◆ What the exercise asks ◆
If a record below holds a picture, leave the picture out and copy the rest exactly.

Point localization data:
********************

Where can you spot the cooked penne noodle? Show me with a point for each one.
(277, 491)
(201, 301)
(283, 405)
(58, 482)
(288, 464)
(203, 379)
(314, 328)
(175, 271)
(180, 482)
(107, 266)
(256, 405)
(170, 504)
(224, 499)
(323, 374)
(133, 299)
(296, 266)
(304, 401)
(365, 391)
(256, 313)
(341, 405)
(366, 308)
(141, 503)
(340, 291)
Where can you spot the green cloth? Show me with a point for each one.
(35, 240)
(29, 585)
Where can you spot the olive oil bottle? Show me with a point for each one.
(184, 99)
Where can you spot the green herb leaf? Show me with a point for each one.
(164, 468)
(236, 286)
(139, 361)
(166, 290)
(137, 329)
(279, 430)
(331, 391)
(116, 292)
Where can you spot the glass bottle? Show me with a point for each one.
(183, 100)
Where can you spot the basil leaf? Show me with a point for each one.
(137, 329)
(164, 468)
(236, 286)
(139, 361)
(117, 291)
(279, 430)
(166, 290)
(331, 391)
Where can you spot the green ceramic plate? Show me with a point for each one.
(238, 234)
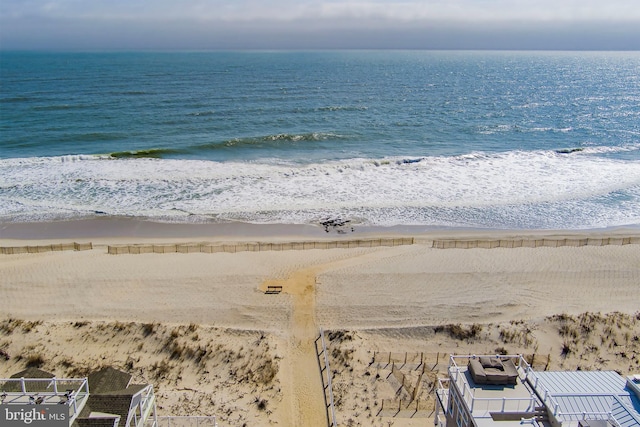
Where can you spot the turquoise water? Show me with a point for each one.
(442, 139)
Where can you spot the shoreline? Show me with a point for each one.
(133, 230)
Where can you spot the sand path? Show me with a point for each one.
(301, 379)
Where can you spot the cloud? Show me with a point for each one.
(216, 24)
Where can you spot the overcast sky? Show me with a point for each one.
(312, 24)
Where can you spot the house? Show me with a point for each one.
(505, 391)
(112, 402)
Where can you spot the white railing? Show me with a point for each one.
(186, 421)
(72, 392)
(481, 407)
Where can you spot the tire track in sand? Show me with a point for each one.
(303, 401)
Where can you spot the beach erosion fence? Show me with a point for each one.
(533, 243)
(255, 247)
(14, 250)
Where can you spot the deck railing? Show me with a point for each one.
(72, 392)
(482, 407)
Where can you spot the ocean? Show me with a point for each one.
(488, 140)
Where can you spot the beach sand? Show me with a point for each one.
(200, 327)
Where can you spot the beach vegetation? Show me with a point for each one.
(34, 360)
(148, 329)
(460, 332)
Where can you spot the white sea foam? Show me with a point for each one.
(528, 189)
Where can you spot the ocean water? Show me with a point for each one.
(499, 140)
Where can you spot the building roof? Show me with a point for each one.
(595, 392)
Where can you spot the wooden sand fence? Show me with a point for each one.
(325, 373)
(14, 250)
(400, 408)
(533, 243)
(255, 246)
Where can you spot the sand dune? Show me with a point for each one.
(82, 308)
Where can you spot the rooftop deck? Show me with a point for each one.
(72, 392)
(485, 399)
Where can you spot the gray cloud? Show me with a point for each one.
(301, 24)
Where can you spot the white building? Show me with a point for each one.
(505, 391)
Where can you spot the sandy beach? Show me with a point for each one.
(151, 313)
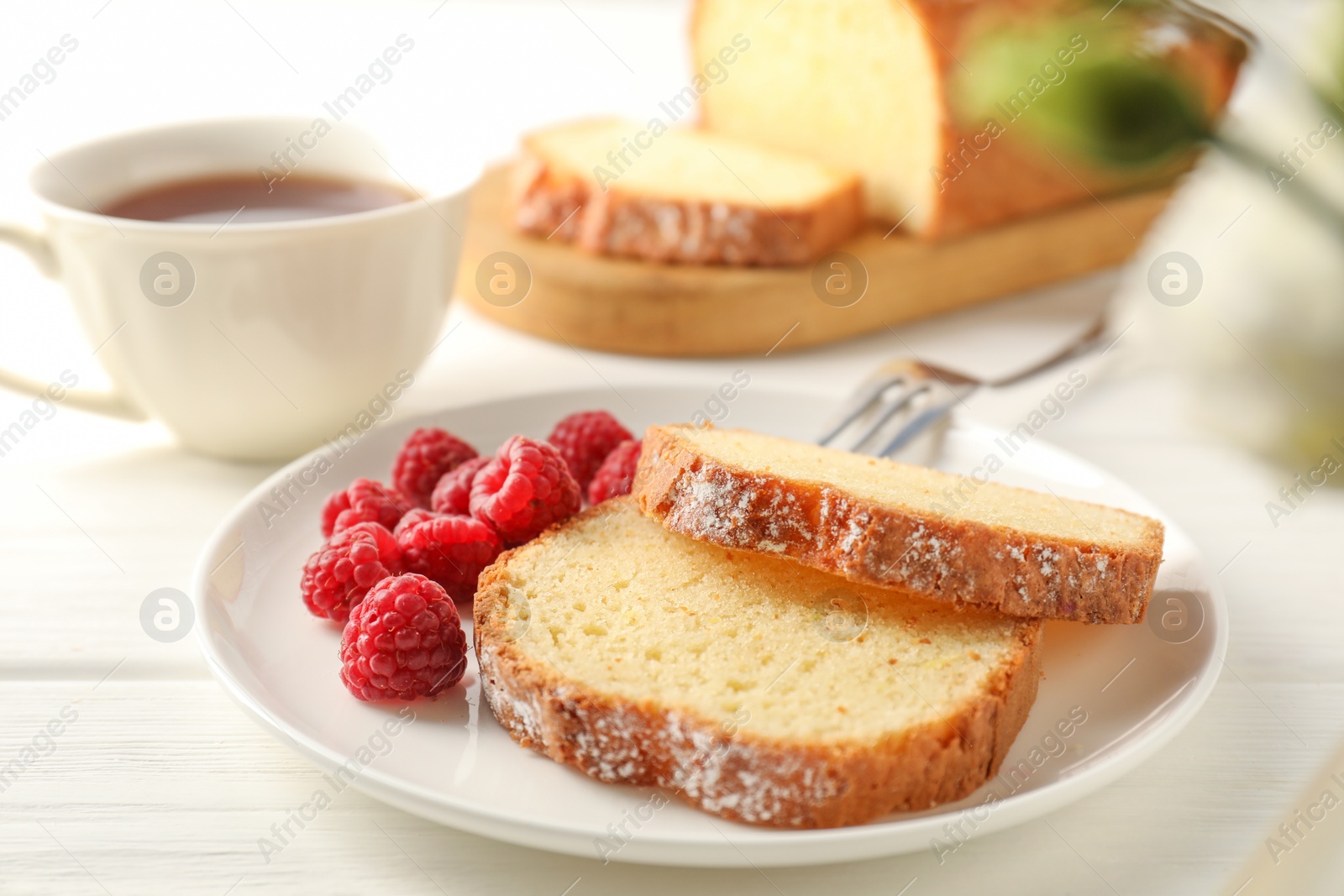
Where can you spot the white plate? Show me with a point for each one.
(1135, 685)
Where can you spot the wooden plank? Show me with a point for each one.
(687, 311)
(167, 788)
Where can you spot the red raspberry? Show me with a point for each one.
(450, 550)
(413, 517)
(363, 501)
(454, 493)
(339, 574)
(427, 456)
(585, 439)
(524, 490)
(617, 472)
(403, 641)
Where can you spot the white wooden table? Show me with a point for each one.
(159, 783)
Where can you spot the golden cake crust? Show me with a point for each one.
(941, 558)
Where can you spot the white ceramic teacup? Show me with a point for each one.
(250, 340)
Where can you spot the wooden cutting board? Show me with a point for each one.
(877, 278)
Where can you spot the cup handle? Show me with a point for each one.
(38, 250)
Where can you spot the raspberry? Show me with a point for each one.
(339, 574)
(427, 456)
(363, 501)
(585, 439)
(450, 550)
(413, 517)
(617, 472)
(403, 641)
(454, 493)
(523, 490)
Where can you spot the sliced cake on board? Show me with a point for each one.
(680, 195)
(877, 521)
(871, 86)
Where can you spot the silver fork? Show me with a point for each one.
(900, 410)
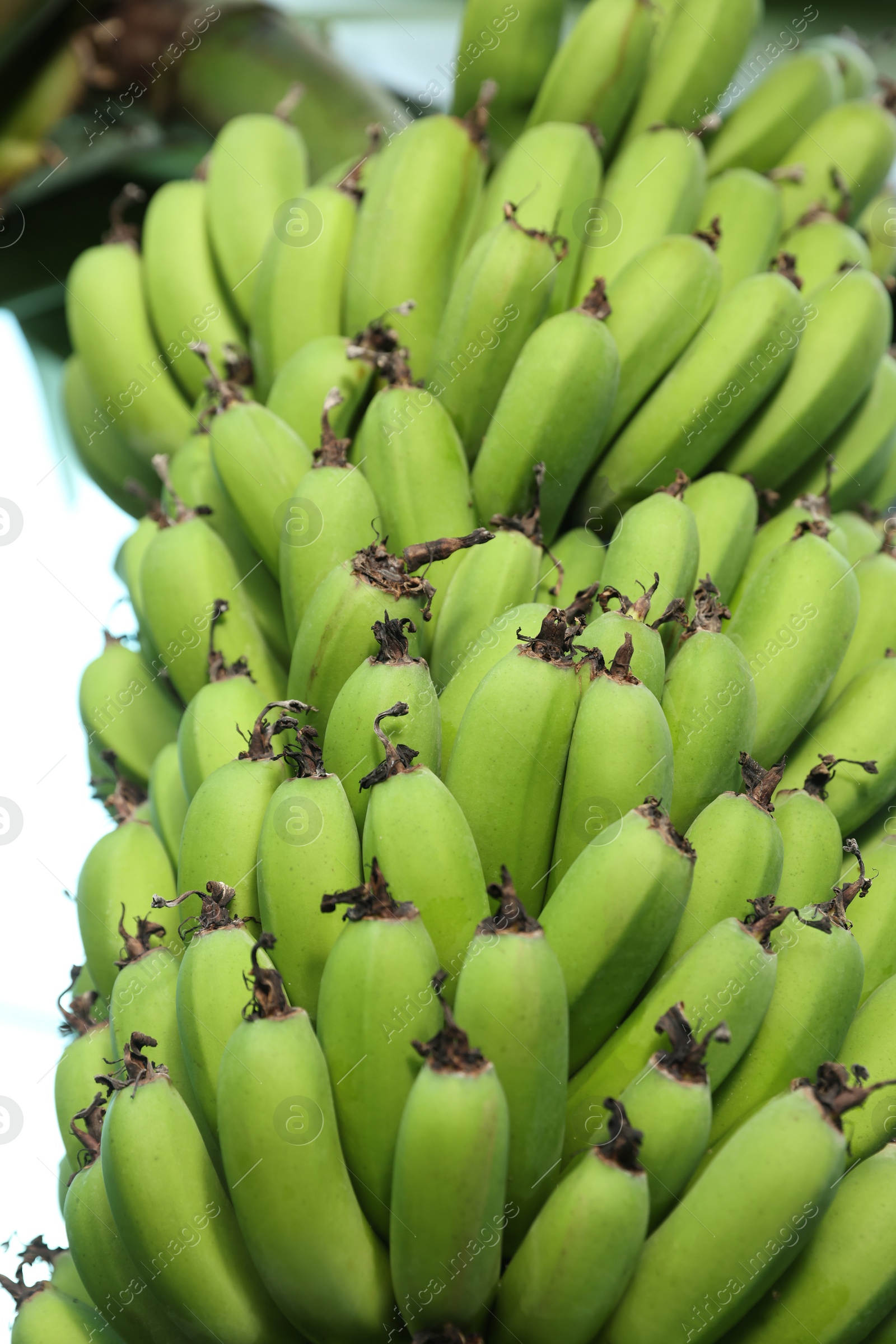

********************

◆ Output below ◆
Where can you spot the cooked penne noodle? Show me with a point for each one.
(277, 491)
(201, 301)
(283, 405)
(58, 482)
(288, 464)
(203, 379)
(314, 328)
(175, 271)
(180, 482)
(107, 266)
(256, 405)
(170, 504)
(224, 499)
(323, 374)
(133, 299)
(296, 266)
(304, 401)
(365, 391)
(256, 313)
(341, 405)
(366, 308)
(141, 503)
(340, 291)
Where can you spot the green cloth? Show me with a point for each one.
(35, 240)
(29, 585)
Where can you spot the olive oil bottle? Show me with a point for each one.
(184, 99)
Where can you spot the green herb leaf? Show me with a point for each one.
(164, 468)
(236, 286)
(139, 361)
(166, 290)
(137, 329)
(279, 430)
(331, 391)
(116, 292)
Where can you spot the glass bottle? Show me with a point for each one.
(183, 100)
Where can you spot the basil leaf? Show me with a point for each one.
(137, 329)
(164, 468)
(236, 286)
(139, 361)
(117, 291)
(279, 430)
(166, 290)
(331, 391)
Where can you spot the green ceramic plate? Show me with a point for each one.
(238, 234)
Where can you spot the turquoise water? Show me with a point for each one.
(442, 139)
Where can you spot the shoreline? Show me with a point for each one.
(133, 230)
Where can you spot the sand path? Show me with a point for each one.
(301, 379)
Where can you spot the cloud? Show me with a point for each one.
(216, 24)
Where can you spot the overcast sky? Show me with a point for each one.
(312, 24)
Where can you spot the house? Show me with a point for each one.
(505, 391)
(112, 402)
Where can you spot the white railing? Show me with a point for each one.
(186, 421)
(72, 392)
(481, 407)
Where can you spot the tire track in sand? Show me with a point for each one.
(303, 401)
Where can you spot the beach erosion fence? Show me with a point for each one.
(533, 243)
(255, 247)
(14, 250)
Where can you spot the deck railing? Show me with a point for each one.
(72, 392)
(482, 407)
Where can you spot the ocean? Show me with a point for each one.
(488, 140)
Where can you spot the beach sand? Show me with a point for each one.
(200, 327)
Where can you spot the beach vegetation? Show me with a point for each one.
(34, 360)
(148, 329)
(460, 332)
Where can you spot the white sea foam? Show me with a point for each one.
(528, 189)
Where can you spot the ocean water? Show me with a point for each one.
(499, 140)
Where can you spot the building roof? Show me with a point for each one.
(595, 392)
Where can you spot the wooden sand fence? Show me with a point for each one.
(325, 373)
(14, 250)
(400, 408)
(533, 243)
(255, 246)
Where can you spot the sand dune? Show me with a point for each one.
(82, 308)
Where can you spot the rooftop deck? Show me with a point for each one.
(72, 392)
(485, 399)
Where can you spot the gray cloud? Show me with a point for each one.
(301, 24)
Where can you spot the white building? Show me with a point for each one.
(505, 391)
Where can you spot the sandy beach? Show me with a point for each one.
(151, 313)
Where can you spot the white plate? Show me with a point for each one.
(1135, 685)
Where can you spot the wooden plank? Show me with a point for each one.
(687, 311)
(167, 788)
Where can you spot the red raspberry? Show me with a point for each one.
(450, 550)
(413, 517)
(363, 501)
(454, 493)
(339, 574)
(427, 456)
(585, 439)
(524, 490)
(617, 472)
(403, 641)
Where can you spot the white wooden table? Show me with a point for each one.
(159, 783)
Where can you spot the golden cake crust? Show me with a point for each one.
(941, 558)
Where can you spot the white ceramic teacup? Show me with a point for each one.
(250, 340)
Where can you spot the wooden cutting board? Show me with a point for each one.
(877, 278)
Where can you spot the cup handle? Show me with a point for each one.
(38, 250)
Where can you spot the raspberry? Show me with a point for each one.
(339, 574)
(427, 456)
(363, 501)
(585, 439)
(450, 550)
(413, 517)
(617, 472)
(403, 641)
(454, 493)
(523, 490)
Where can you spot the sliced cake on board? Show me with a point for each one.
(680, 195)
(877, 521)
(871, 86)
Where can you spot the silver fork? Show me with a point for each one.
(900, 410)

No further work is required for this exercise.